Stored data:
────────────────────

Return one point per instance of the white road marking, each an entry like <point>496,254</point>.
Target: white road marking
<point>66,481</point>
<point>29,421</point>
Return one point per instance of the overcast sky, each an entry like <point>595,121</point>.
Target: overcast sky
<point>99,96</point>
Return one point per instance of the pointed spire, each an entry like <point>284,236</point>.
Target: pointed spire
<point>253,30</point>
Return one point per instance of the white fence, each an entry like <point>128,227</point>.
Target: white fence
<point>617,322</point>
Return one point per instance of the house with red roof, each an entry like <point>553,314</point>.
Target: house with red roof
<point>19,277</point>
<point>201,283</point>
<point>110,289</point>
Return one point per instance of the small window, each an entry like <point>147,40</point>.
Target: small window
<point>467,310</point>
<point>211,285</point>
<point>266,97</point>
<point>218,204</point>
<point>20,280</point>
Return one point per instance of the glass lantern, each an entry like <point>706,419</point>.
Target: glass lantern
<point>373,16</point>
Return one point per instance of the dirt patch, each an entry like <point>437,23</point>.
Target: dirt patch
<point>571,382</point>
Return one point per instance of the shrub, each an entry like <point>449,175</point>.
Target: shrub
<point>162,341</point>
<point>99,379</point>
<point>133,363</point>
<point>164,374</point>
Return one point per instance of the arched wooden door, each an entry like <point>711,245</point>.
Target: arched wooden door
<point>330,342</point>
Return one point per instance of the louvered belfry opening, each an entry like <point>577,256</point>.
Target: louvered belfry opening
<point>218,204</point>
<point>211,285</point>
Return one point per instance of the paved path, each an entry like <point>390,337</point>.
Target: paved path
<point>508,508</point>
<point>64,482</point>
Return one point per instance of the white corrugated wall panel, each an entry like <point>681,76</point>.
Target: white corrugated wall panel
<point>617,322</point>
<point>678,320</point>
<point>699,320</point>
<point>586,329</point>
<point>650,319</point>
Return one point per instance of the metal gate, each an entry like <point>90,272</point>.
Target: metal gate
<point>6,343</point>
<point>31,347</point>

────────────────────

Take the entries above and transcribe them exactly.

Return one point per instance of the white road marking, each an entry like <point>496,254</point>.
Target: white road marking
<point>66,481</point>
<point>29,421</point>
Return one point per instance of the overcast sky, each an entry like <point>595,121</point>.
Target: overcast sky
<point>99,96</point>
Return one point per instance of the pointed spire, each an entry like <point>284,236</point>.
Target: pointed spire
<point>253,30</point>
Return one point per instance of the white fence, each an entry like <point>128,227</point>.
Target: white fence
<point>617,322</point>
Return one point per instance of the house with red roof, each an entry like <point>553,314</point>.
Target: house with red roof
<point>19,277</point>
<point>201,283</point>
<point>110,289</point>
Return one point per instance of the small window, each an entry like <point>147,40</point>.
Target: small window
<point>467,310</point>
<point>211,285</point>
<point>266,97</point>
<point>218,204</point>
<point>20,280</point>
Return one point per instance of the glass lantern, each an entry like <point>706,419</point>.
Target: glass lantern
<point>373,16</point>
Return one point per instance of the dirt patch, each an entry like <point>437,23</point>.
Target: dirt patch
<point>571,382</point>
Return one point per instance of the shrub, each an entry like <point>449,175</point>.
Target: shrub
<point>162,341</point>
<point>99,379</point>
<point>133,363</point>
<point>164,374</point>
Return one point per instance of the arched wooden door, each an entry like <point>711,245</point>.
Target: arched wooden door
<point>330,342</point>
Return one point per instance of the louvered belfry opening, each an entry like <point>577,256</point>.
Target: louvered belfry opening
<point>218,204</point>
<point>211,285</point>
Return one point per instance of the paved path, each an entry like <point>390,337</point>.
Target: paved path
<point>508,508</point>
<point>64,482</point>
Return one point per instance of the white corrugated wall panel, each an entry like <point>681,76</point>.
Target: white corrugated wall panel
<point>617,322</point>
<point>678,320</point>
<point>699,320</point>
<point>586,329</point>
<point>650,319</point>
Return one point per instance of the metal gate, each an entry like <point>90,272</point>.
Target: metal gate
<point>6,343</point>
<point>31,347</point>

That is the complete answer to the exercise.